- **EXTRAIT CHOISI**
Intérêt : le Conseil constitutionnel peut opérer un contrôle de constitutionnalité des lois de transposition des directives, et donc sanctionner le législateur qui aurait mal transposé une directive.

Conseil d’État, 2007, Société Arcelor Lorraine :
”La transposition d’une directive européenne en droit interne résulte d’une exigence constitutionnelle”.
→ Reprend à son compte la formule du Conseil constitutionnel.

Intérêt : le juge administratif peut opérer un contrôle de constitutionnalité des mesures réglementaires de transposition.

Il résulte de la Constitution, du TFUE et de la jurisprudence du Conseil d’État et du Conseil constitutionnel que l’État français a l’obligation de transposer les directives européennes en droit interne.

b) Les conséquences de l’irrespect du principe

Pendant très longtemps, la France a été mauvaise élève en matière de transposition des directives.
Elle ne les transposait pas, ou elle mettait trop longtemps à les transposer, parce qu’elle percevait le droit de l’UE comme un droit étranger invasif.

Le plus souvent, quand la Commission, le Conseil des ministres ou le Parlement établissent une directive, il fixent un délai pour la transposition (généralement entre 1 et 3 ans).
La France a souvent échoué à transposer les directives dans les délais, ce qui a 2 conséquences :

  1. Tout règlement contraire à une directive non transposée dans les délais est illégal.

    Conseil d’État, 1989, Compagnie Alitalia :
    Le Conseil d’État affirme qu’un règlement contraire à une directive non transposée dans les délais par la France est illégale de ce fait et doit donc être abrogée par l’autorité administrative compétente.

    ⚠️ Cela ne vaut que pour les règlements (pas les règlements européens, mais les actes administratifs réglementaires).
    Les actes administratifs individuels sont exclus, car ils n’ont pas la même importance.

    Le Conseil d’État précise que l’autorité administrative compétente doit abroger (= faire disparaître pour le futur) tout acte règlementaire illégal car contraire à une directive européenne non transposée.

    Si on signale à l’autorité administrative compétente un règlement contraire aux objectifs d’une directive non transposée et qu’elle n’abroge pas ce règlement, on peut faire un REP contre ce refus d’abroger.
    Si le juge administratif constate qu’en effet le règlement est contraire aux objectifs fixés par la directive non transposée, alors il annulera le refus et demandera l’abrogation de l’acte.

    💡 Les pouvoirs d’injonction et d’astreinte sont confiés au juge de l’excès de pouvoir depuis 1995.

  1. L’engagement de la responsabilité de l’État.
    Pour la Cour de justice, il ne fait aucun doute que les États membres qui ne transposent pas les directives dans les délais impartis commettent des fautes qui engagent la responsabilité de l’État fautif.

- **EXERCICE PROPOSÉ 1**
Recopiez le passage de l'extrait choisi qui va de « Si on signale » jusqu'à « de l’État fautif. » inclus.
- **EXERCICE PROPOSÉ 2**
Traduisez en anglais cette phrase de l'extrait choisi : « Pendant très longtemps, la France a été mauvaise élève en matière de transposition des directives. »
Appuyez-vous uniquement sur l'extrait choisi.

- **ENTRÉES FOURNIES**
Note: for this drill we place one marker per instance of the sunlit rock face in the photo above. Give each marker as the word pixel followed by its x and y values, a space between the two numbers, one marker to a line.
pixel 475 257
...
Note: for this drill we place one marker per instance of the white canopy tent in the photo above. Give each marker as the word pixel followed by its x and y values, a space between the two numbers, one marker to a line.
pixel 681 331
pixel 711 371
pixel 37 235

- **RÉPONSE RÉDIGÉE 1**
Si on signale à l’autorité administrative compétente un règlement contraire aux objectifs d’une directive non transposée et qu’elle n’abroge pas ce règlement, on peut faire un REP contre ce refus d’abroger.
    Si le juge administratif constate qu’en effet le règlement est contraire aux objectifs fixés par la directive non transposée, alors il annulera le refus et demandera l’abrogation de l’acte.

    💡 Les pouvoirs d’injonction et d’astreinte sont confiés au juge de l’excès de pouvoir depuis 1995.

  1. L’engagement de la responsabilité de l’État.
    Pour la Cour de justice, il ne fait aucun doute que les États membres qui ne transposent pas les directives dans les délais impartis commettent des fautes qui engagent la responsabilité de l’État fautif.

- **RÉPONSE RÉDIGÉE 2**
For a very long time, France was a poor student when it came to transposing directives.